◆ Exercise task ◆
Copy out the lines from the line with "# test: locate the railway" up to and including the line with "Query: shrub", scaling every point coordinate in the answers by 0.55 and rounding to whole numbers, with halves going up. Leave every other line as it is, sample points included.

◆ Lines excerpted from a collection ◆
<<<<

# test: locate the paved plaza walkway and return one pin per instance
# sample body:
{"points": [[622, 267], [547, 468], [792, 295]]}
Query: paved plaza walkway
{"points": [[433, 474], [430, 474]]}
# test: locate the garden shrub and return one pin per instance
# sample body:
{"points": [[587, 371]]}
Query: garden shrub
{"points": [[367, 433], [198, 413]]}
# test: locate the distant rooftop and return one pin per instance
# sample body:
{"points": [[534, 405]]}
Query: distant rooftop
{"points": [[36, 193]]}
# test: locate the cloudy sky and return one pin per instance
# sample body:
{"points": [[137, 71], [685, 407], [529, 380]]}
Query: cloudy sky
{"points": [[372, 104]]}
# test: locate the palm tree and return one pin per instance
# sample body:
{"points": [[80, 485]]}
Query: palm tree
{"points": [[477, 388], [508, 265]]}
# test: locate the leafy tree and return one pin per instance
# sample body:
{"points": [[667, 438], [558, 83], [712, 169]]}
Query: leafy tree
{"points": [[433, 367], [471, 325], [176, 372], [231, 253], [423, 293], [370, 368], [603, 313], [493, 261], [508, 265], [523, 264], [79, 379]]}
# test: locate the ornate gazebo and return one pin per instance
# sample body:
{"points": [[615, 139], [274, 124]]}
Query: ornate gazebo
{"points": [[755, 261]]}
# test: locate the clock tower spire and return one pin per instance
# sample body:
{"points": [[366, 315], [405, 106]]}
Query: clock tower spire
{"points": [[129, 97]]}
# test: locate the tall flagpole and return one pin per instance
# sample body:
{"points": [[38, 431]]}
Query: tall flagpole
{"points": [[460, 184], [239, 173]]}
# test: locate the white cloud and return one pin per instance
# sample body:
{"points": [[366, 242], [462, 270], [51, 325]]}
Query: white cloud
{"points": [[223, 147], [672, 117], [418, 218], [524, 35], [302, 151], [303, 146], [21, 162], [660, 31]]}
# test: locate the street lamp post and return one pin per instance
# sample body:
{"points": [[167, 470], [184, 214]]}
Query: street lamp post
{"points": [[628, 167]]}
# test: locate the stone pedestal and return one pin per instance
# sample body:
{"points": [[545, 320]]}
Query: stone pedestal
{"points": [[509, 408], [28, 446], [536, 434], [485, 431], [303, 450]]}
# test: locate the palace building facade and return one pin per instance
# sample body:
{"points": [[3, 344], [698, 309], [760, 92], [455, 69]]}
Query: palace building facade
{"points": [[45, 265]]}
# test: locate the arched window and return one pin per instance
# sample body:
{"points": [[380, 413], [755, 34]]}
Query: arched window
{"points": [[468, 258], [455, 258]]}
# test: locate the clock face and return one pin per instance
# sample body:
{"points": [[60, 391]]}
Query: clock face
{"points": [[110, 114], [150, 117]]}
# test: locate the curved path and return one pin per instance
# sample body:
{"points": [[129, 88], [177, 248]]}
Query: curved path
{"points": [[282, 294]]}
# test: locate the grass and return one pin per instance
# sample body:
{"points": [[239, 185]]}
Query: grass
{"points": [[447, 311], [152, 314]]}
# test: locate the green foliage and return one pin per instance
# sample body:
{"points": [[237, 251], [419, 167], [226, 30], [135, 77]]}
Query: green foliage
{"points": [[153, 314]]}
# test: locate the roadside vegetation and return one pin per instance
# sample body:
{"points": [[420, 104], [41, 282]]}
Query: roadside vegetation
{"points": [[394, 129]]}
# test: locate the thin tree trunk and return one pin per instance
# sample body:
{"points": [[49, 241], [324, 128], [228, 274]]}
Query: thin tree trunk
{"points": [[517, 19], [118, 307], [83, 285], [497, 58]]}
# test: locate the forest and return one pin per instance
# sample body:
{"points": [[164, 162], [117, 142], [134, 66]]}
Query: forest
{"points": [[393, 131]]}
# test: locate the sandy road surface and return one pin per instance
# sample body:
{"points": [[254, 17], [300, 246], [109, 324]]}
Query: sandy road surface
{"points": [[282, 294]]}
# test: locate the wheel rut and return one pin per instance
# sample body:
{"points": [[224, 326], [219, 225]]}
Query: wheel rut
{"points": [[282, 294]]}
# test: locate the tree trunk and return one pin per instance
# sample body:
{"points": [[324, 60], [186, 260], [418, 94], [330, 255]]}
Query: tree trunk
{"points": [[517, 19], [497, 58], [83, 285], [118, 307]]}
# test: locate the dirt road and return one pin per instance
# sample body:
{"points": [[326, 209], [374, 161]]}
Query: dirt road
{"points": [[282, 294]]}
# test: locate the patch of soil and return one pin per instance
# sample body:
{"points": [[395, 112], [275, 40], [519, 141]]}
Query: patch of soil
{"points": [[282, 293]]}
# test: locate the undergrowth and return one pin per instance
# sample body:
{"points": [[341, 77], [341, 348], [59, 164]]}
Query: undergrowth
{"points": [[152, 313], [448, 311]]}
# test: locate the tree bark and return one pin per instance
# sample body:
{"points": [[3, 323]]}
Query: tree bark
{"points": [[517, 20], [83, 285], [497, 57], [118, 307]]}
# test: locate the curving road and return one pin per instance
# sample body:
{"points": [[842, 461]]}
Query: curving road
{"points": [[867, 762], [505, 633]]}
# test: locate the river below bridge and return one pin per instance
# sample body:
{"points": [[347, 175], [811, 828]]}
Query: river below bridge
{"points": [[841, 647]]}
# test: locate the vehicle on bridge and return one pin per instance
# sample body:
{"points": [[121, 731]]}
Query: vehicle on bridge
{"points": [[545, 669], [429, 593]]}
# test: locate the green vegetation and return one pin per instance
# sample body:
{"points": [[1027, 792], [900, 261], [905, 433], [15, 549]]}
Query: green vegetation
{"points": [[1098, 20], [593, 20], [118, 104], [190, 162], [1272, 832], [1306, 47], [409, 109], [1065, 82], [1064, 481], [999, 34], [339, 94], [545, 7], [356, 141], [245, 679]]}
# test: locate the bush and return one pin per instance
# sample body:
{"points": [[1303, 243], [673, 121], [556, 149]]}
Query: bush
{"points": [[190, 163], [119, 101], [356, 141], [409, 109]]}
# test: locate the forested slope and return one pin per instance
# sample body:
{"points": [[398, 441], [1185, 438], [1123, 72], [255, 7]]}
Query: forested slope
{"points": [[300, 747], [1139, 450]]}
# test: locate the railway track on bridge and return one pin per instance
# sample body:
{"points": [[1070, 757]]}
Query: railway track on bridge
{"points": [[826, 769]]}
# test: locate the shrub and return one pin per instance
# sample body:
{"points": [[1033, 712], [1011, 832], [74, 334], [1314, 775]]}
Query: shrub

>>>>
<<<<

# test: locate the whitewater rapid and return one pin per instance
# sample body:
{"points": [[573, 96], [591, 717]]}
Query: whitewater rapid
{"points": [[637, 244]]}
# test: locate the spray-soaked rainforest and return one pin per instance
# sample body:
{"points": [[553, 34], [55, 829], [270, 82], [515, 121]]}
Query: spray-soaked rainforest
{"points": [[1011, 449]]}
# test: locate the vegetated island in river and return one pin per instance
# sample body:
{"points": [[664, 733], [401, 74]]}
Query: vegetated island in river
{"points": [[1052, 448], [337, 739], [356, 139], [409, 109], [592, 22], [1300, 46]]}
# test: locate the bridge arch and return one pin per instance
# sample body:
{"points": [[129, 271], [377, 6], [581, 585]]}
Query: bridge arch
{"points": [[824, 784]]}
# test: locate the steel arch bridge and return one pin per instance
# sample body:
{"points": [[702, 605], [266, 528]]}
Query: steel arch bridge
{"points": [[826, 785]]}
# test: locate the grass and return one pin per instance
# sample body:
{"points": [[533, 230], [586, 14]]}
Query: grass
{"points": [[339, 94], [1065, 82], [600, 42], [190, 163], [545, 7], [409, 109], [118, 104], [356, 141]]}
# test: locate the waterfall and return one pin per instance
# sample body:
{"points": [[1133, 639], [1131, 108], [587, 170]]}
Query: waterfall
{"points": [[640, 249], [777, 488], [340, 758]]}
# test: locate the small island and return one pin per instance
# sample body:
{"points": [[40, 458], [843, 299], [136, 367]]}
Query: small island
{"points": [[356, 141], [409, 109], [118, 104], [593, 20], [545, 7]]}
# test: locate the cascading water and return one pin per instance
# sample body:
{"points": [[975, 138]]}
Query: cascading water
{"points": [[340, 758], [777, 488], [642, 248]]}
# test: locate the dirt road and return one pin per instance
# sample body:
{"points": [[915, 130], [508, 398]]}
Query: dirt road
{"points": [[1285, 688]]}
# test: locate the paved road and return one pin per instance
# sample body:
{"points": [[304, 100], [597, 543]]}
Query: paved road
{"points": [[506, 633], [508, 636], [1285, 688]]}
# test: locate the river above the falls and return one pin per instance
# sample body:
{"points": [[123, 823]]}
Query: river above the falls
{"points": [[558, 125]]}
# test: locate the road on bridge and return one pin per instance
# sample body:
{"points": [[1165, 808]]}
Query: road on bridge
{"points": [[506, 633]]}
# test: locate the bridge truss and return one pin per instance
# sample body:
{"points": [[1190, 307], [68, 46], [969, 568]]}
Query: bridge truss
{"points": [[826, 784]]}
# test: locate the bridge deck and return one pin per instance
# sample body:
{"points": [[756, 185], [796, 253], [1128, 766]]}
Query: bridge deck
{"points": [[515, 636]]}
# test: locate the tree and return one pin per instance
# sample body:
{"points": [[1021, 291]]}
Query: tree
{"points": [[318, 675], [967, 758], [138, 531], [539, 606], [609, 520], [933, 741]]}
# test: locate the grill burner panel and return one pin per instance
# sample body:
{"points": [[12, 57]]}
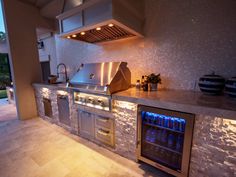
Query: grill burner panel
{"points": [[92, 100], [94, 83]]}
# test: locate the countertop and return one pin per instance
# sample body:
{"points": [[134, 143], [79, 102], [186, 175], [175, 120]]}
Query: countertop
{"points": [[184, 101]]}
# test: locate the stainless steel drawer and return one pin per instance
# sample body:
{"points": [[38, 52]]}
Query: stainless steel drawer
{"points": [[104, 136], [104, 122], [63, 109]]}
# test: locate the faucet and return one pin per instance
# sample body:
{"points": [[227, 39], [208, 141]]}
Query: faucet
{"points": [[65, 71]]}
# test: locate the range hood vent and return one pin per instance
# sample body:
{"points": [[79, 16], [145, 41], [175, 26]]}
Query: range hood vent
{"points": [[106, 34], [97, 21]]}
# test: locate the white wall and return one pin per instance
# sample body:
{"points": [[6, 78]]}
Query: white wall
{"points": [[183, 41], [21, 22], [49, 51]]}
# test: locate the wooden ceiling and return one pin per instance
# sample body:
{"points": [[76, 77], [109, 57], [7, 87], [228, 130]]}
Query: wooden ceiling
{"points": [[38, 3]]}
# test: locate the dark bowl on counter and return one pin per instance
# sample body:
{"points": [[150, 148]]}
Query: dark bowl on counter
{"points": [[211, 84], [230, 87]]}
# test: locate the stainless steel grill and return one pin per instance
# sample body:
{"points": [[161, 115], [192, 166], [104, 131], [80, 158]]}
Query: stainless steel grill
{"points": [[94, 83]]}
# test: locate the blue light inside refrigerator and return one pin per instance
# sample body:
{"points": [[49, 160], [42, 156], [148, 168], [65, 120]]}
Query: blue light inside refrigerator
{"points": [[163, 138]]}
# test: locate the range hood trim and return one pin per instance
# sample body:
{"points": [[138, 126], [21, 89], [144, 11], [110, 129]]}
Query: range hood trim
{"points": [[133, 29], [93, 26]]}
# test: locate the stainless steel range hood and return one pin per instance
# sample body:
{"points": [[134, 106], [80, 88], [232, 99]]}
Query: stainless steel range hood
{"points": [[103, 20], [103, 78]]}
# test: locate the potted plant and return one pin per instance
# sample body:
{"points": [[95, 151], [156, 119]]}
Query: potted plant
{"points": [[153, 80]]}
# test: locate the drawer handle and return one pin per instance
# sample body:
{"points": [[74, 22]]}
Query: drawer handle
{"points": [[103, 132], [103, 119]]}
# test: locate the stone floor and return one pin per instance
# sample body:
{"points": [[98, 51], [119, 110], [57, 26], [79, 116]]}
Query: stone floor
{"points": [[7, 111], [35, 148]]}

>>>>

◆ The result ◆
# test: locate the railway track on bridge and return one pin per instance
# sample body:
{"points": [[1070, 757]]}
Query: railway track on bridge
{"points": [[454, 423]]}
# test: locate the shrub and return one pin per instance
# sample body:
{"points": [[1033, 712], [1011, 832], [74, 334], [1314, 775]]}
Query: shrub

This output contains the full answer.